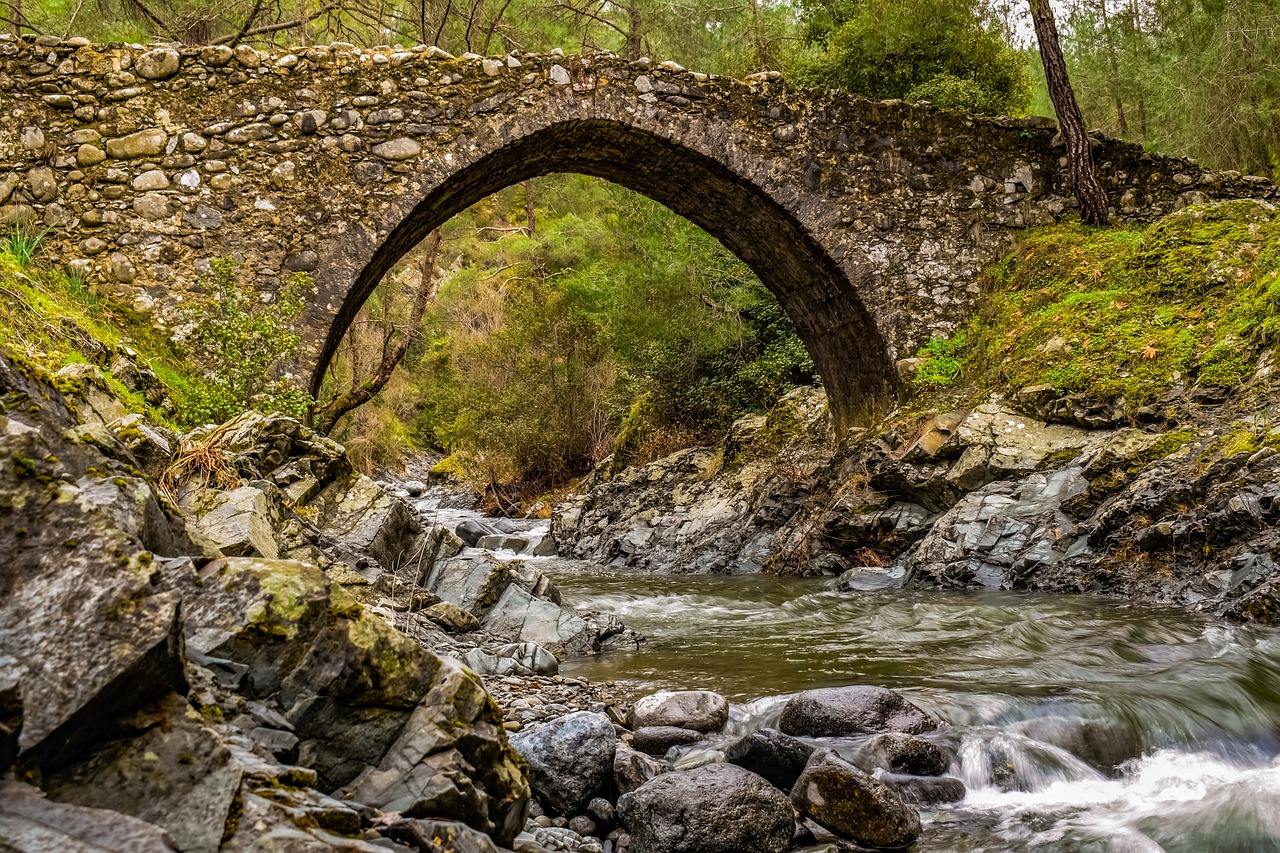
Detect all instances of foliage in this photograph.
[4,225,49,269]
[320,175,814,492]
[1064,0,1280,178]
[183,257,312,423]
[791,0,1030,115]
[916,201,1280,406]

+++

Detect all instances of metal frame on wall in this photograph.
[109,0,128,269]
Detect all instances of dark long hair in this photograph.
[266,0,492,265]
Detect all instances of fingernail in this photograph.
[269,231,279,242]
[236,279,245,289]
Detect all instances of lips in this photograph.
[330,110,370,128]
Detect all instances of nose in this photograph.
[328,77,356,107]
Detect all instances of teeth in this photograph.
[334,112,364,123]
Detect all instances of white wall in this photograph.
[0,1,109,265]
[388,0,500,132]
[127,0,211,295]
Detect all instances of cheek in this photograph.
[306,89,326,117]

+++

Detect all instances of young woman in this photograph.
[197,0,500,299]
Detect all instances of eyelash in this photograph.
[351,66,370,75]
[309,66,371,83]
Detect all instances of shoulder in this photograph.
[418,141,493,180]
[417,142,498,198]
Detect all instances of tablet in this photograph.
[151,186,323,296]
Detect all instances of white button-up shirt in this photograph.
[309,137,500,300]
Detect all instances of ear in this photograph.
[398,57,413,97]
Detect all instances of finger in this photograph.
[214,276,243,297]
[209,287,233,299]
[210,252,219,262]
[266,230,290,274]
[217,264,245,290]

+++

» **Exercise requirements**: Please output, word for word, the lines of the material above, from the line with "Detect all instances of finger in" up to and including the line with "[217,264,245,290]".

» **Answer**:
Detect all instances of finger in this photograph.
[214,276,243,297]
[209,287,233,299]
[210,252,219,262]
[266,230,290,274]
[217,264,245,290]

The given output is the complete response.